Kolumne>
______

Kolumne Schwäbisches
Tagblatt
Tübingen, 02.06.2006
"Das Geld zu Last von Freunden"
WM 2006 – FIFA und Sponsoren sind übergriffig
Beinahe hätte es die FIFA geschafft, der Öffentlichkeit
den Titel Fußball WM 2006 als TradeMark zu entwenden.
Journalisten sollten gezwungen werden, nur noch „FIFA
WM 2006“ mit dem Zeichen „TM“ zu
verwenden. Es hätte kaum überrascht, wenn
die Anwälte der internationalen Fußballorganisation
dann gleich noch Gebühren für die Verwendung
des Wortes „Fußball“ verlangt hätten.
Es geht aber um mehr als nur einen Streit um die rechtmäßige
Begriffsverwendung. Die Verleger haben sich zu Recht
gewehrt, und der Bundesgerichtshof hat klar gestellt,
dass eine Fußball WM genau so wenig von der FIFA
zur Marke bzw. zum Eigentum erklärt werden kann
wie der Osterhase von der Schokoladenindustrie. Stuttgart
und letztendlich auch Daimler-Chrysler hatten Glück,
dass das Gottlieb-Daimler-Stadion nicht umbenannt werden
musste wie viele andere WM-Arenen. Der Name konnte
mit der Begründung, es handele sich dabei nicht
um eine Marke, sondern um eine historische Persönlichkeit,
beibehalten werden.

______

Auflistung>
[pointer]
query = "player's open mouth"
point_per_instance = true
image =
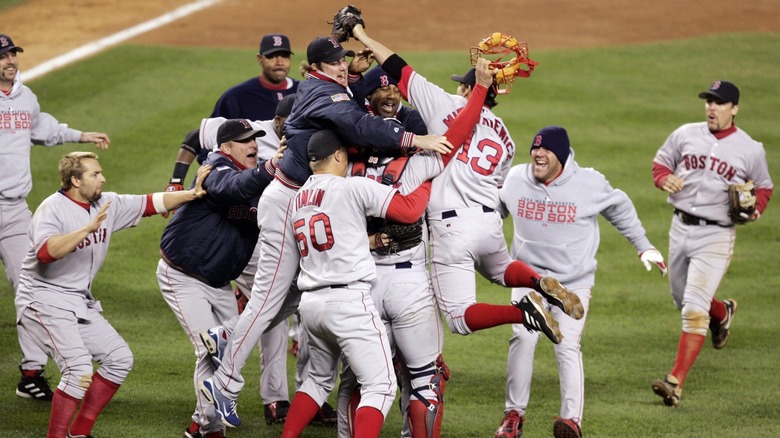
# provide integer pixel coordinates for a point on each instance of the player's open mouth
(388, 107)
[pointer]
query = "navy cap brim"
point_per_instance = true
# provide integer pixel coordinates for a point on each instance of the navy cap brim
(335, 56)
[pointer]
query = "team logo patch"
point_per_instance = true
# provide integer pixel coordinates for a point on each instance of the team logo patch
(341, 97)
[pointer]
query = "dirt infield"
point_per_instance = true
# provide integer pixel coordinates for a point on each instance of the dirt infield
(405, 25)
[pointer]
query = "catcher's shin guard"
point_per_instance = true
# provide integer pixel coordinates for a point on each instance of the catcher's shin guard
(425, 414)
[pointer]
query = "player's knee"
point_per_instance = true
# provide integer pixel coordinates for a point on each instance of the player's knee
(77, 376)
(695, 321)
(117, 364)
(457, 324)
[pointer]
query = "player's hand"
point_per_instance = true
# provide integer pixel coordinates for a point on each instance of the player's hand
(174, 185)
(437, 143)
(279, 152)
(672, 184)
(653, 256)
(99, 218)
(203, 172)
(361, 62)
(484, 73)
(100, 139)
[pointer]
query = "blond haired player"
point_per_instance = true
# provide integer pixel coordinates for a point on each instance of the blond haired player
(70, 233)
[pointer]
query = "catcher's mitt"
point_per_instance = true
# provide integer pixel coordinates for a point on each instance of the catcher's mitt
(400, 236)
(498, 46)
(742, 202)
(344, 21)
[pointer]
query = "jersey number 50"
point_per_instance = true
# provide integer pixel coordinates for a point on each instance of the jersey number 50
(319, 222)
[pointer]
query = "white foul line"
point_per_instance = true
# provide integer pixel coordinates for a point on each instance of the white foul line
(96, 46)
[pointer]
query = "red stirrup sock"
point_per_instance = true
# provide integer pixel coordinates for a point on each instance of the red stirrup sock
(687, 352)
(518, 274)
(63, 406)
(98, 395)
(481, 316)
(717, 310)
(302, 410)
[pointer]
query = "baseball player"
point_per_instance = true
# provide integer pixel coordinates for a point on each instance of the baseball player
(194, 273)
(555, 205)
(198, 143)
(695, 165)
(402, 293)
(464, 199)
(257, 97)
(323, 100)
(22, 124)
(273, 343)
(70, 233)
(337, 311)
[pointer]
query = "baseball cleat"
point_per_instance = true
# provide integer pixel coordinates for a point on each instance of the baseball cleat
(276, 412)
(537, 318)
(668, 389)
(720, 329)
(511, 426)
(566, 428)
(35, 387)
(225, 407)
(215, 341)
(556, 294)
(326, 416)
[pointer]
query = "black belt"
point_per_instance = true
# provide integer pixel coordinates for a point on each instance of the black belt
(453, 213)
(330, 286)
(689, 219)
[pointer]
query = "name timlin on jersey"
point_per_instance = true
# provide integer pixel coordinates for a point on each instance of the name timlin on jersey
(97, 236)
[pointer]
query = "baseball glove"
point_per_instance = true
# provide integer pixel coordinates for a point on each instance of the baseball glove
(400, 237)
(344, 21)
(742, 202)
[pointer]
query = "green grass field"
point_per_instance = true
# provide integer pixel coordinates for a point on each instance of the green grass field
(618, 104)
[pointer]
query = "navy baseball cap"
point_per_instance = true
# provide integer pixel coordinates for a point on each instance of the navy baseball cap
(284, 107)
(722, 90)
(377, 77)
(327, 49)
(470, 78)
(6, 44)
(237, 130)
(554, 139)
(273, 43)
(322, 144)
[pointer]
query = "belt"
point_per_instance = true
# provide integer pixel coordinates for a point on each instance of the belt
(689, 219)
(330, 286)
(454, 213)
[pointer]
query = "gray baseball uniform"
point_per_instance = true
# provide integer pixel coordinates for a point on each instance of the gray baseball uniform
(337, 312)
(22, 123)
(556, 232)
(54, 300)
(464, 198)
(273, 343)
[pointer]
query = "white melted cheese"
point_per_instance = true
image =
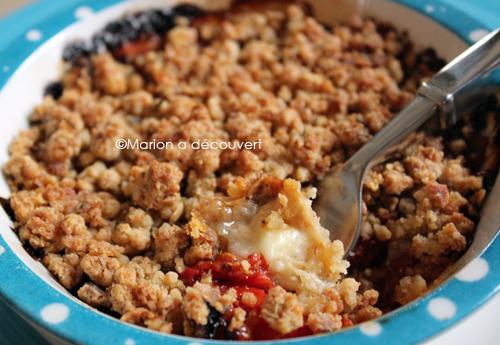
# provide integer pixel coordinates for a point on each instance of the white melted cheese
(287, 233)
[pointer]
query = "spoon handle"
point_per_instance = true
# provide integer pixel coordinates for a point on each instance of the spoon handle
(436, 94)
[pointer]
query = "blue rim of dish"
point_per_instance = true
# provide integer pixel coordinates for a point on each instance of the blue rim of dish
(74, 322)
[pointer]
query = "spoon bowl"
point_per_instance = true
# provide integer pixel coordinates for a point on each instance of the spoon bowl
(339, 194)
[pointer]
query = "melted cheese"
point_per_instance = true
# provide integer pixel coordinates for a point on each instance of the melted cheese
(287, 232)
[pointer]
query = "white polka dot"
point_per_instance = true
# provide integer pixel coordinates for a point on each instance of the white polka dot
(83, 12)
(129, 341)
(476, 35)
(33, 35)
(442, 308)
(371, 328)
(476, 269)
(55, 313)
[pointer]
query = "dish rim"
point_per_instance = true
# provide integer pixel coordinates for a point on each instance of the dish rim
(36, 294)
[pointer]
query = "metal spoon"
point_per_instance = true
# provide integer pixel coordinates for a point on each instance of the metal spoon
(339, 193)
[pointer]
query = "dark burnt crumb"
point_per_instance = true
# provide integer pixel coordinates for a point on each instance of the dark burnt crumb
(145, 29)
(54, 89)
(5, 203)
(76, 52)
(429, 60)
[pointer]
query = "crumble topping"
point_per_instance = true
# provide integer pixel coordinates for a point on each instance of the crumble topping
(223, 243)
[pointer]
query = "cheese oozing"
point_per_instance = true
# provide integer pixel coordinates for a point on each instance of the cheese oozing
(287, 232)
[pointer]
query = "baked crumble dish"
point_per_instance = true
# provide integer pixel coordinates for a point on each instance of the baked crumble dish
(224, 243)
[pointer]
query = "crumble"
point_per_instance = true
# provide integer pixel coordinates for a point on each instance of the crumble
(224, 243)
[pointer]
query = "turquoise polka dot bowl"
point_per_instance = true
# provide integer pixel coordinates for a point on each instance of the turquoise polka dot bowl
(30, 50)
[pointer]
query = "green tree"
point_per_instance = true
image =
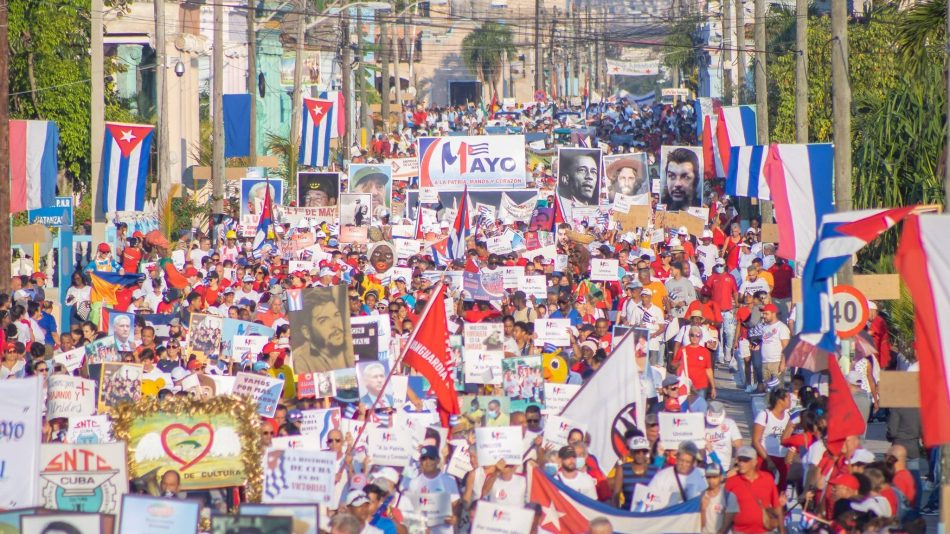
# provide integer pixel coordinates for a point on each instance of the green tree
(485, 50)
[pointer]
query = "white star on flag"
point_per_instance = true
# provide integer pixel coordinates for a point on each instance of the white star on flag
(551, 516)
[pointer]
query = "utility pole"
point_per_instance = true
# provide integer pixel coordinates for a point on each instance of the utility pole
(384, 53)
(5, 237)
(740, 44)
(346, 69)
(841, 116)
(801, 71)
(727, 50)
(252, 78)
(538, 75)
(217, 131)
(161, 102)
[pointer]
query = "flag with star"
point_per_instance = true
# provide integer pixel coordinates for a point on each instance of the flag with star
(125, 158)
(317, 131)
(564, 511)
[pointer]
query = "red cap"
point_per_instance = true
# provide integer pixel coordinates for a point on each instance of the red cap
(848, 481)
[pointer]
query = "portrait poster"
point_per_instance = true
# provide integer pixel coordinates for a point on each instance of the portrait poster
(83, 478)
(320, 333)
(374, 180)
(318, 189)
(144, 514)
(681, 177)
(625, 174)
(119, 382)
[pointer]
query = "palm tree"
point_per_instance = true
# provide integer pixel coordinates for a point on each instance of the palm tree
(485, 50)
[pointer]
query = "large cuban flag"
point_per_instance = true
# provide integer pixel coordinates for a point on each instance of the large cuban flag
(317, 131)
(125, 158)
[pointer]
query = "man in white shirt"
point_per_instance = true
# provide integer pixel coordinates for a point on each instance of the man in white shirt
(571, 477)
(677, 483)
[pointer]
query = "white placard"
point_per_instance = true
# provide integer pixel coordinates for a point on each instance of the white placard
(604, 270)
(499, 443)
(390, 446)
(557, 428)
(491, 518)
(553, 331)
(70, 396)
(676, 428)
(535, 286)
(298, 475)
(556, 396)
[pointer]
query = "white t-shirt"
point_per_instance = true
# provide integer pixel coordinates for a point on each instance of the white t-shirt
(722, 437)
(663, 490)
(582, 483)
(772, 434)
(772, 337)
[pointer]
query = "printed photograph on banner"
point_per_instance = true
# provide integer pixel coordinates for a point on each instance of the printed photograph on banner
(204, 336)
(305, 517)
(320, 333)
(102, 350)
(625, 174)
(318, 189)
(119, 382)
(523, 382)
(252, 198)
(485, 410)
(681, 177)
(121, 328)
(579, 171)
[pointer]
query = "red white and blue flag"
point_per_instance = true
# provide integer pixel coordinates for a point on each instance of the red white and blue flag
(261, 236)
(840, 236)
(33, 164)
(800, 179)
(460, 230)
(317, 131)
(564, 511)
(125, 158)
(923, 260)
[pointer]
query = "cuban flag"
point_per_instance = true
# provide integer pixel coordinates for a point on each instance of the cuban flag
(460, 230)
(564, 511)
(735, 127)
(801, 182)
(840, 236)
(317, 131)
(746, 175)
(923, 261)
(125, 157)
(33, 164)
(264, 223)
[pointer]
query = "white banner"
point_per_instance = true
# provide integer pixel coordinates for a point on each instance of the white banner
(616, 67)
(481, 162)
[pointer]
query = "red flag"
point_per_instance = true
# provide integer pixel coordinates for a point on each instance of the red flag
(844, 419)
(427, 352)
(558, 515)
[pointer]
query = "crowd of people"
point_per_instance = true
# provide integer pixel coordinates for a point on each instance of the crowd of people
(720, 300)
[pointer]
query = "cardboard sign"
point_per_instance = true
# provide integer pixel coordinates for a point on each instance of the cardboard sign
(604, 270)
(491, 518)
(265, 390)
(676, 428)
(556, 396)
(499, 443)
(70, 396)
(388, 446)
(299, 475)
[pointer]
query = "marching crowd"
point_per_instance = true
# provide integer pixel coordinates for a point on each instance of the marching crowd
(719, 300)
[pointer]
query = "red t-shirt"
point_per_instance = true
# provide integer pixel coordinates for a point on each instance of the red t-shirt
(752, 496)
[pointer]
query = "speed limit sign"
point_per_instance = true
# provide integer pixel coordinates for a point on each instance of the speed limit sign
(850, 311)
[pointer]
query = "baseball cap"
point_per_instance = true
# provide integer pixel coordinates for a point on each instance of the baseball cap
(746, 452)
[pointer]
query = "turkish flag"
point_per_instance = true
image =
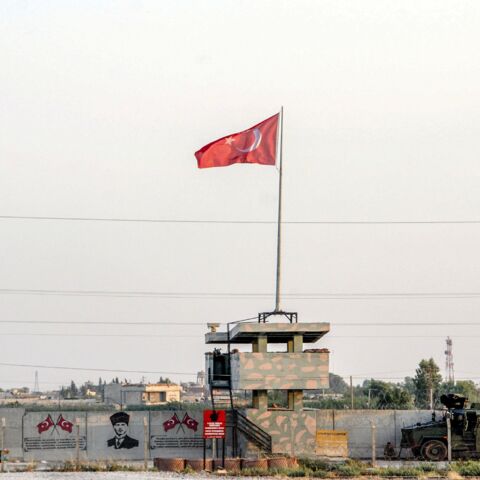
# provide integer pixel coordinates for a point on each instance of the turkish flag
(65, 424)
(171, 422)
(45, 425)
(255, 145)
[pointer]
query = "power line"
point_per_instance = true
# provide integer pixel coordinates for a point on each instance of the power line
(243, 295)
(87, 369)
(199, 337)
(335, 324)
(242, 222)
(117, 324)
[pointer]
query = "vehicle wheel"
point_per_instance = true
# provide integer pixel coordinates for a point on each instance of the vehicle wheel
(434, 451)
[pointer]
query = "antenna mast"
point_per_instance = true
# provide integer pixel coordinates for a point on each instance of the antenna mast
(449, 362)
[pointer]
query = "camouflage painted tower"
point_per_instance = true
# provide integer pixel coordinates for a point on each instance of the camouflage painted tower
(274, 371)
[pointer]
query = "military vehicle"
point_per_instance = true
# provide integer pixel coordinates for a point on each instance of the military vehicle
(429, 440)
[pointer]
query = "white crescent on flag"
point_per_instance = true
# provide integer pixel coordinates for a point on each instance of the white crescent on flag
(256, 143)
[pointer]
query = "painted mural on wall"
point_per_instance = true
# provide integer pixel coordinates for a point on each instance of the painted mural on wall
(178, 429)
(121, 439)
(51, 431)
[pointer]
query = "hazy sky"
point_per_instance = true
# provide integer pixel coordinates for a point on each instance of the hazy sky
(103, 104)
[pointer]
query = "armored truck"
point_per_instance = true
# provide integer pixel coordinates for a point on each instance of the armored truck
(429, 440)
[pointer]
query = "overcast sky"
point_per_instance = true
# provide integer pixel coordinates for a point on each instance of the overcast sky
(102, 107)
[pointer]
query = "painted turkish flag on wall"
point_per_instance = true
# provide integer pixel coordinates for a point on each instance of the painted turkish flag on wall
(255, 145)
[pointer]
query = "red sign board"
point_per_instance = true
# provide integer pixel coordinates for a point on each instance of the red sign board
(214, 423)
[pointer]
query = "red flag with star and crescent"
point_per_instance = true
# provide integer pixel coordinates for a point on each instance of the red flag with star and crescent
(45, 424)
(65, 424)
(254, 145)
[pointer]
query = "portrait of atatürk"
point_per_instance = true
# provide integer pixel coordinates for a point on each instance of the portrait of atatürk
(120, 421)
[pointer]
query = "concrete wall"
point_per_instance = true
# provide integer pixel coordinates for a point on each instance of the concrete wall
(179, 433)
(52, 435)
(295, 432)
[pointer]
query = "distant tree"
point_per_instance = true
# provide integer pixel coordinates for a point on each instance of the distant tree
(427, 382)
(383, 395)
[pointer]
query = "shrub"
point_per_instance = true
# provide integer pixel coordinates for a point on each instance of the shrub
(470, 468)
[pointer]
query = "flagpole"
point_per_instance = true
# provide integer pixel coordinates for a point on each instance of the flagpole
(279, 222)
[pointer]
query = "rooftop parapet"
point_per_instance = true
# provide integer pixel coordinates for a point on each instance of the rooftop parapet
(274, 332)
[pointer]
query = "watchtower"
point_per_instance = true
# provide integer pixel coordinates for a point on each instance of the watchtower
(276, 363)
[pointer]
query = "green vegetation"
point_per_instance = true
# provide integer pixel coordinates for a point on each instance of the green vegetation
(413, 392)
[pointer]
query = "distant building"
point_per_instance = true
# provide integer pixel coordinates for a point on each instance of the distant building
(141, 394)
(194, 391)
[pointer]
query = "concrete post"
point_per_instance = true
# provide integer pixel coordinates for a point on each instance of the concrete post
(2, 444)
(145, 443)
(77, 443)
(374, 445)
(449, 437)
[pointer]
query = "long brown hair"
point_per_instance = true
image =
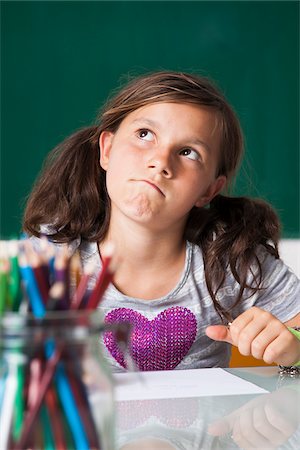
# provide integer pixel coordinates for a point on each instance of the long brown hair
(71, 194)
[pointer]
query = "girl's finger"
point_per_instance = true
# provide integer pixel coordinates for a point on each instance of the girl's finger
(219, 333)
(282, 350)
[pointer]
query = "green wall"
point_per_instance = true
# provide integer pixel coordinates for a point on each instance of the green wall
(59, 60)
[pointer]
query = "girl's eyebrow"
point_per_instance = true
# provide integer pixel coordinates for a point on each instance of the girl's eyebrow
(153, 123)
(144, 120)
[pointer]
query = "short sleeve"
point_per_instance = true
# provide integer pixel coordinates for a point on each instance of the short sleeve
(280, 293)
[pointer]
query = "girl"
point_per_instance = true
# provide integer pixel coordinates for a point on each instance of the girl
(149, 178)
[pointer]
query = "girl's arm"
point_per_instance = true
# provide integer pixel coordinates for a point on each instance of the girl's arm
(258, 333)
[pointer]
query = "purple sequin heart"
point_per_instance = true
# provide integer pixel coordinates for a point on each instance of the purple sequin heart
(158, 344)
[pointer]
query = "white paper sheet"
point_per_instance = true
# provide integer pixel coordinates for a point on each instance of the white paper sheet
(181, 384)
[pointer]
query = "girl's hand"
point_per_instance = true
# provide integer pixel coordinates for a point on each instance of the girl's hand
(258, 333)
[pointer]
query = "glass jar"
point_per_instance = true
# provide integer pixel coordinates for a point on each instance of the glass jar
(55, 388)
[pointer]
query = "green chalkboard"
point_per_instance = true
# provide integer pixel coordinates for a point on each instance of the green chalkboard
(60, 60)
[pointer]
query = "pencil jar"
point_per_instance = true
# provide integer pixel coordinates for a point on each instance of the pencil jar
(56, 391)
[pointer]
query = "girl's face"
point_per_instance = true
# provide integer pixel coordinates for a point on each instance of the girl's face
(161, 162)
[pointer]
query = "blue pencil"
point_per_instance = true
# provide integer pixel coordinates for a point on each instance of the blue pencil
(32, 288)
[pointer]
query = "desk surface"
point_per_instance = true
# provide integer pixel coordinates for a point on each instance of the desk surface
(262, 412)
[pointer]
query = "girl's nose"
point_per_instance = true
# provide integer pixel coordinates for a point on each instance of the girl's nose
(161, 163)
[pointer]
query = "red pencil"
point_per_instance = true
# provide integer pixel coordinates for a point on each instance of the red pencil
(82, 288)
(58, 433)
(44, 384)
(105, 277)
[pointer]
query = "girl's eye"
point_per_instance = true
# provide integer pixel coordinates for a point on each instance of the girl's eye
(190, 153)
(146, 135)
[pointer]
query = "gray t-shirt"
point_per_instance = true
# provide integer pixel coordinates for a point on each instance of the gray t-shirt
(169, 332)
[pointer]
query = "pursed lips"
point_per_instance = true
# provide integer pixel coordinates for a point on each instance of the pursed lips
(153, 185)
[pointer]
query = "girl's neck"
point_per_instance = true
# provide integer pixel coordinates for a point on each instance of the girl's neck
(143, 246)
(151, 263)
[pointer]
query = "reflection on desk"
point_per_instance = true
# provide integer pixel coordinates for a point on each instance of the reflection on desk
(268, 419)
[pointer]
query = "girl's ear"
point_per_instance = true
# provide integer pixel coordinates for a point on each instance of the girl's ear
(214, 189)
(105, 143)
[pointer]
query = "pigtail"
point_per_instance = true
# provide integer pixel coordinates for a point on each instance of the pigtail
(70, 194)
(232, 230)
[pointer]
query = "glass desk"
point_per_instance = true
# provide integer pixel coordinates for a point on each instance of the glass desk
(247, 408)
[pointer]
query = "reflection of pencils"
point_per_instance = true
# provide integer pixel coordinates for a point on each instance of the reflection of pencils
(52, 405)
(43, 386)
(7, 407)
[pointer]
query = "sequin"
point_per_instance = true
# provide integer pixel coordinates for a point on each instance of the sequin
(158, 344)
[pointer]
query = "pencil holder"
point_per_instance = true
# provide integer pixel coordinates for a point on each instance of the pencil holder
(56, 391)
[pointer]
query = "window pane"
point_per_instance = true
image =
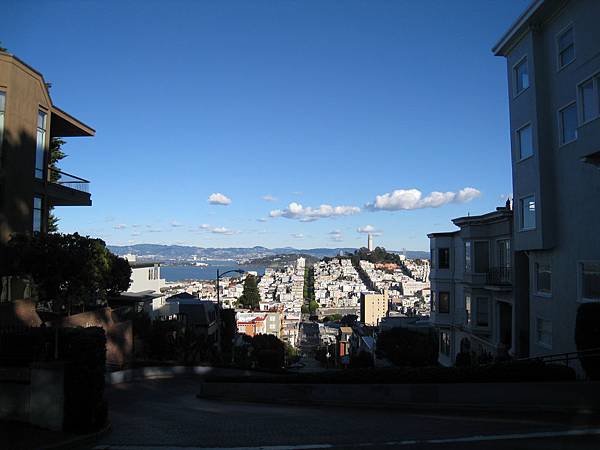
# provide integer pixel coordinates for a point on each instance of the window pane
(568, 123)
(589, 105)
(544, 278)
(528, 212)
(525, 142)
(467, 256)
(482, 312)
(522, 76)
(544, 332)
(444, 302)
(591, 281)
(444, 258)
(482, 258)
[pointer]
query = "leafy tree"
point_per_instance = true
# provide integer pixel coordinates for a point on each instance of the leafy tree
(250, 297)
(68, 269)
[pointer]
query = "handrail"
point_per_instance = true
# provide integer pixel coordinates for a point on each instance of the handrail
(66, 179)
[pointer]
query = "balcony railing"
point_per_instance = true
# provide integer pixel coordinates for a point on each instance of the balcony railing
(499, 276)
(67, 180)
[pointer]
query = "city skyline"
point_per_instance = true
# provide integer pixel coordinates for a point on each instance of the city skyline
(301, 125)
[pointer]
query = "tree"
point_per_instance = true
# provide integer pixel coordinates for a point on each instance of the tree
(68, 269)
(250, 297)
(56, 154)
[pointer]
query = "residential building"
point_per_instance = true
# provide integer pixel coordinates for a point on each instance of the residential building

______

Schreiben Sie die Passage der Kolumne zur WM 2006 von „Es geht aber“ bis „beibehalten werden.“ noch einmal ab und benennen Sie darin „Osterhase“ in „Weihnachtsmann“ um. Die Auflistung wird für die Bearbeitung nicht gebraucht.

Es geht aber um mehr als nur einen Streit um die rechtmäßige
Begriffsverwendung. Die Verleger haben sich zu Recht
gewehrt, und der Bundesgerichtshof hat klar gestellt,
dass eine Fußball WM genau so wenig von der FIFA
zur Marke bzw. zum Eigentum erklärt werden kann
wie der Weihnachtsmann von der Schokoladenindustrie. Stuttgart
und letztendlich auch Daimler-Chrysler hatten Glück,
dass das Gottlieb-Daimler-Stadion nicht umbenannt werden
musste wie viele andere WM-Arenen. Der Name konnte
mit der Begründung, es handele sich dabei nicht
um eine Marke, sondern um eine historische Persönlichkeit,
beibehalten werden.